Kamal Nath government seems to be shooting itself in the foot. Not only has it not shown any signs of combating the BJP head-on, it seems to be following the BJP, albeit with some alterations

Bhopal

THE three-month old Kamal Nath government has the dubious distinction of making Congress President Rahul Gandhi look like a fraud. If this sounds scandalous and unbelievable, check the records of the Madhya Pradesh assembly proceedings.

This government has virtually admitted that its vociferous attacks on the previous Shivraj Singh Chouhan government on alleged corruption in Simhastha 2016 and massive tree-plantation along the Narmada riverbank were based on falsehood. It has falsified its own allegations made ahead of the assembly election.

On February 18, state’s Home Minister Bala Bachchan justified police firing on farmers in Mandsaur district on June 6, 2017 which killed six farmers. Replying to a BJP member’s question, the minister said police had to resort to firing “in self defence, to protect public properties and to quell the violent mob.”

The Congress agitated against the wanton police firing which had led to massive uproar nationwide. Rahul Gandhi visited Mandsaur on the first anniversary of the police firing on farmers and announced that farmers’ loans would be waived within 10 days if the Congress came to power. The police firing was a major part of Congress campaign for the assembly elections. The party had promised to get the Mandsaur incident thoroughly probed by a judicial commission. Within two months of coming to power, the government justified the firing.

Digvijay Singh’s son and Urban Development Minister Jaivardhan Singh added to the government’s woes by giving a clean chit in the assembly to the previous government over the charges of massive corruption in Simhastha three years ago. The huge religious congregation at Ujjain in April 2016 had been marred with allegations of massive corruption worth hundreds of crores. The Congress relentlessly attacked the Shivraj Singh government for hugely inflated rates at which items ranging from earthen pitchers to air-conditioners were purchased for the Simhastha which the then government showcased as a Rs. 5,000-crore extravaganza.

Not to be left behind in landing his own government in the soup, Forest Minister Umang Singhar exonerated the previous government from corruption charges over the controversial tree plantation programme along the river Narmada. The Shivraj Singh government had announced to create a world record by planting over 6.6 crore saplings along the holy river. In 2017, Chouhan had made a parikrama of river Narmada. His pilgrimage was followed by plantation drive. Later Digvijaya Singh made a parikrama of the holy river and claimed that there was no trace of the saplings and the huge amount spent on the plantation had been misappropriated

The Congress and a section of the saint community also raised a stink over the government’s claim and alleged corruption in the drive.

The government’s mortifying flip-flop drew massive criticism in the media. Senior Congress leader Digvijay Singh took the ministers to task and openly expressed his displeasure.

Following his scolding, the ministers took U-turn one by one. The Home Minister denied giving clean chit to the BJP government over the Mandsaur firing, adding he was getting the matter probed into and guilty would be duly punished. Jaivardhan also changed his statement, clarifying ‘he would order a probe into Simhastha scam as soon as it comes into light”. The third minister too beat a hasty retreat on the statement he gave in the assembly over plantation campaign.

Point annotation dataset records
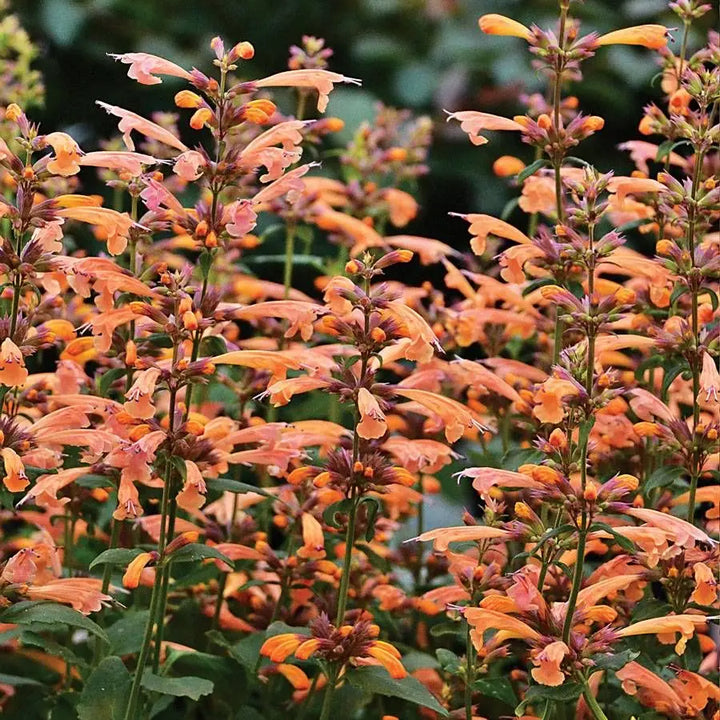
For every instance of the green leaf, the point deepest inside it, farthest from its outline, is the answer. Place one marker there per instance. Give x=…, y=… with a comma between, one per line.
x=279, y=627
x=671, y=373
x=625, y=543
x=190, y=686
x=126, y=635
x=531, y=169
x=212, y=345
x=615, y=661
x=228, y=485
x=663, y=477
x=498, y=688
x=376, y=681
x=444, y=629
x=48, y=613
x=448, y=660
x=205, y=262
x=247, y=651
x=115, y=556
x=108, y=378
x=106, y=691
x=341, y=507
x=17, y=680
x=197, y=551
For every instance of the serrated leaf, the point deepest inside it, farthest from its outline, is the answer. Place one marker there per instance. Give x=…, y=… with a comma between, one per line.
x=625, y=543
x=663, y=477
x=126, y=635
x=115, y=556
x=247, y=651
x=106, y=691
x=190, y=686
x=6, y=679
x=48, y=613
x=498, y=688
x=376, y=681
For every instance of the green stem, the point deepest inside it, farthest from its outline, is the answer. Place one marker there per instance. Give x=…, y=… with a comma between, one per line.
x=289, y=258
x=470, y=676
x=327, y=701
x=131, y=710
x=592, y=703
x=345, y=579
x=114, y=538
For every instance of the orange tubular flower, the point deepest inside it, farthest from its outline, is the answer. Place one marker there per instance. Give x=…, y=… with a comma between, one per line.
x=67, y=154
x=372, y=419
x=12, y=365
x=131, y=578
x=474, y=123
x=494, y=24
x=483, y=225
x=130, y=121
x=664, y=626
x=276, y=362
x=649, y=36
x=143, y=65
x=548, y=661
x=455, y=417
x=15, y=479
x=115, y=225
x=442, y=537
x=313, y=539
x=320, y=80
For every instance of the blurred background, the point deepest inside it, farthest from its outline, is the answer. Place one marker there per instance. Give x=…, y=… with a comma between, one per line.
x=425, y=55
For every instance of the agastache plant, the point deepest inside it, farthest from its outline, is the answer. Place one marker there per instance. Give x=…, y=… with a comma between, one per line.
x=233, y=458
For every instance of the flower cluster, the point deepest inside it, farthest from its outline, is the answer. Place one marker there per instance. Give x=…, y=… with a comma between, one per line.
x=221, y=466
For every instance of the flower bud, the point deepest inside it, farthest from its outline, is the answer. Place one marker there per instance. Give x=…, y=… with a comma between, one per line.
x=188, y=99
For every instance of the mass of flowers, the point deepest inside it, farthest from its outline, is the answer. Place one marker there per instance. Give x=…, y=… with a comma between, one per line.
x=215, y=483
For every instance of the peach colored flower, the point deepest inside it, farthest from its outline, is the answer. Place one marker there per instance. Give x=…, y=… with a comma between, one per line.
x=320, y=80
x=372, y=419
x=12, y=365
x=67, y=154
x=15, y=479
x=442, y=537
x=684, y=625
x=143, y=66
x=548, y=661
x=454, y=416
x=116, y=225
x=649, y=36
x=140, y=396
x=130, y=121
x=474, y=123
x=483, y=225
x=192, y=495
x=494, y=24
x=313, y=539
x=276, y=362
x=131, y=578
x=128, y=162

Required task 1
According to the Kamal Nath government article, how many farmers were killed in the police firing in Mandsaur district on June 6, 2017?
Required task 2
Carry on the Kamal Nath government article from the point where it stops.
The records come from a separate source.

Exercise result 1
Six farmers.

Exercise result 2
This government has virtually admitted that its vociferous attacks on the previous Shivraj Singh Ch ouhan government on alleged corruption in Simhastha 2016 and massive tree-plantation along the Narmada riverbank were based on falsehood

Later, Digvijay blamed ‘certain people sympathetic to the BJP in the government, including officers, for getting the ministers to speak against the Congress’s stated position on the previous government’s corruption.

The BJP is geared up to use the ministers ‘statements in the assembly during the Lok Sabha election campaign in its favour.

The political disaster which the ministers wrought upon the beleaguered Chief Minister is an indication of the heavy odds stacked against the Congress in the run up to the Lok Sabha election.

WHEN two major elections take place within a gap of up to a year, the electorates seldom change their preference. This is considered a honeymoon period for the ruling party. However, this acknowledged pattern in Indian politics might change in the case of Kamal Nath government. The rapidity with which chief minister Kamal Nath has squandered peoples’ goodwill since the Congress ousted the BJP government in November last year casts an ominous shadow on the ruling party’s prospects in the coming Lok Sabha election. Unless he makes course correction in the next two months ahead of the parliamentary election, the BJP looks all set to capitalise on the failures of the new government.

Kamal Nath, to put it simply, has been a disappointment so far. For a Congress veteran, who efficiently handled key ministries in the Centre, the Chief Minister’s incompetence in managing state affairs has proved a huge letdown.
The BJP, which is eyeing to retain 27 out of 29 seats it won in the 2014 election, couldn’t have been happier with the way the Congress has betrayed its vulnerabilities in the last three months.

The rapidity with which chief minister Kamal Nath has squandered peoples’ goodwill since the Congress ousted the BJP government in November last year casts an ominous shadow on the ruling party’s prospects in the coming Lok Sabha election

Those vulnerabilities are manifest in the Chief Minister’s multiple failures; be it controlling law and order or commanding bureaucracy and the cabinet ministers or dealing with the charged-up opposition.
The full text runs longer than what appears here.